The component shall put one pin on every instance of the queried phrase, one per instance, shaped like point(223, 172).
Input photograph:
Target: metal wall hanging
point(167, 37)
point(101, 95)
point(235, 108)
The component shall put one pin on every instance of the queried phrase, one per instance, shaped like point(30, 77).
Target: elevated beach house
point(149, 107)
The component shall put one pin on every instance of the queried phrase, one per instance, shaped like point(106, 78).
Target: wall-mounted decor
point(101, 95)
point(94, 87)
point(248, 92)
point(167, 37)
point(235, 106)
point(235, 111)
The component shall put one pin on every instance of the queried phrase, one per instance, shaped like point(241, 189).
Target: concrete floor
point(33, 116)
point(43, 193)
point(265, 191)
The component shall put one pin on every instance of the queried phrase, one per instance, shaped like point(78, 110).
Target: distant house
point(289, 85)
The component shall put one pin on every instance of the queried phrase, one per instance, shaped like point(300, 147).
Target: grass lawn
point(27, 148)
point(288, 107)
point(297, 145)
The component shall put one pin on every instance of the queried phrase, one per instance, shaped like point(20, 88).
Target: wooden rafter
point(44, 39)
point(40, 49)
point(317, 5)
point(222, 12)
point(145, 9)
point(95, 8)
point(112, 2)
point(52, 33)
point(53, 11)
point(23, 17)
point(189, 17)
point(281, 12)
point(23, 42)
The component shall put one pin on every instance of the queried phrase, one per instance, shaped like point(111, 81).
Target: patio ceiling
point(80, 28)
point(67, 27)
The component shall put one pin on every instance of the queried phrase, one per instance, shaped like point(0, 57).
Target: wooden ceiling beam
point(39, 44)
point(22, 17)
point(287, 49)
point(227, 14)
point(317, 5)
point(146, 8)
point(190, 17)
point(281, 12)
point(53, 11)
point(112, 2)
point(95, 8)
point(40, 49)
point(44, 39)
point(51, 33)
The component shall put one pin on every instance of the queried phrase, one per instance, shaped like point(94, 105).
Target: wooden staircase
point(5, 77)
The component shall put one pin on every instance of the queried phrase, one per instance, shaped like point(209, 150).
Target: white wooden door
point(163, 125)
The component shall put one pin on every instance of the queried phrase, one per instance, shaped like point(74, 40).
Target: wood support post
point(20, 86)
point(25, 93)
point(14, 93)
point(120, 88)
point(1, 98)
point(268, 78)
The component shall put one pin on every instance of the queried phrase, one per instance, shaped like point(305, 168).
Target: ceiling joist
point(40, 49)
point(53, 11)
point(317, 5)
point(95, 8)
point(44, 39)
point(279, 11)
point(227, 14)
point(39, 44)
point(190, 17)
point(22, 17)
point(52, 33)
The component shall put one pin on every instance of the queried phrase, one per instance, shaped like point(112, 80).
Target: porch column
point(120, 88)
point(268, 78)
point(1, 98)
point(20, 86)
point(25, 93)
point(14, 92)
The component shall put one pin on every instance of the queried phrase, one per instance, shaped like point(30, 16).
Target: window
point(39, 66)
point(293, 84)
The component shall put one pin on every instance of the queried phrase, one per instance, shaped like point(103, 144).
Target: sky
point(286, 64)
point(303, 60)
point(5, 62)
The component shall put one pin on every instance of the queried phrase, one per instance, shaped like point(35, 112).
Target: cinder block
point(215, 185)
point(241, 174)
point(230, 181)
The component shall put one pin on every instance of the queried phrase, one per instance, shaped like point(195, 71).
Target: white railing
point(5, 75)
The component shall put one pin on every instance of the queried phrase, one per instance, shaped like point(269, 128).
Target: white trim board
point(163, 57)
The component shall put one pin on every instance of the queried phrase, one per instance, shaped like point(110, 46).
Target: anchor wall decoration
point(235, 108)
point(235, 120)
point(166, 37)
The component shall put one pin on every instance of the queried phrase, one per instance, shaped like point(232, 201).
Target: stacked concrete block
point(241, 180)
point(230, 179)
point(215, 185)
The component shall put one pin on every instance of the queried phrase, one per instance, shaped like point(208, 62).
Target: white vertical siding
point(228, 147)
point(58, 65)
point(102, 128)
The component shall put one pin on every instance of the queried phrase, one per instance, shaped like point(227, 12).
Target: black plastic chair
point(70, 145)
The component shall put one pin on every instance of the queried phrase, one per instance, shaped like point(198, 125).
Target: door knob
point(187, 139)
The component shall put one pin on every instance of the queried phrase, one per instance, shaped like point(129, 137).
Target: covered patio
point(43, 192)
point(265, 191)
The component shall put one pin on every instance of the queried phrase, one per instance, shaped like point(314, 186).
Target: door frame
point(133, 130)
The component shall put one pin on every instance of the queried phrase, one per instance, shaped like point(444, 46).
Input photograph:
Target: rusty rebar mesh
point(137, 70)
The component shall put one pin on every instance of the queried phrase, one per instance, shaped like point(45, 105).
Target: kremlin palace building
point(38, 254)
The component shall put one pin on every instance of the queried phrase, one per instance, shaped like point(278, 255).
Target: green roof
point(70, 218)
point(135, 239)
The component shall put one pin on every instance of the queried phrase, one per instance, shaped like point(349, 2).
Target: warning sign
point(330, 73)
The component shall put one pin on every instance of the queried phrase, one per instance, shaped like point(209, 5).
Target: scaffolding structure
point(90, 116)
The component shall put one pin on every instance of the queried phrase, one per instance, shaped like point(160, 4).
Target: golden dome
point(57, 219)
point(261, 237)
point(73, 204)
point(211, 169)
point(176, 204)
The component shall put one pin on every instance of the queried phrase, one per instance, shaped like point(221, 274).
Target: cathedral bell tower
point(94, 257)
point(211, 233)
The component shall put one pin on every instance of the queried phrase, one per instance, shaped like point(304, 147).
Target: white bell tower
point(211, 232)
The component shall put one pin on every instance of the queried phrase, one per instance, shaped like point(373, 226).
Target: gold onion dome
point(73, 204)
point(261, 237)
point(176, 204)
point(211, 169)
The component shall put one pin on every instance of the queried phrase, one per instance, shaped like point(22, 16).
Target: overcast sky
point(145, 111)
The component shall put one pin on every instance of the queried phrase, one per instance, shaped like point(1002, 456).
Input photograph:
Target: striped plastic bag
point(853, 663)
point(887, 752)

◇ ◇ ◇ ◇ ◇

## AIM
Can you render the lines of the entries above, starting with the line that contains "like point(208, 62)." and going on through the line that contains "point(102, 128)", as a JSON list of strings with one string per line and blank lines left out?

## TASK RESULT
[
  "The component shall put one pin on every instance of the queried phrase, one per instance, shaped like point(208, 62).",
  "Target: white vertical siding",
  "point(228, 147)",
  "point(58, 65)",
  "point(102, 128)"
]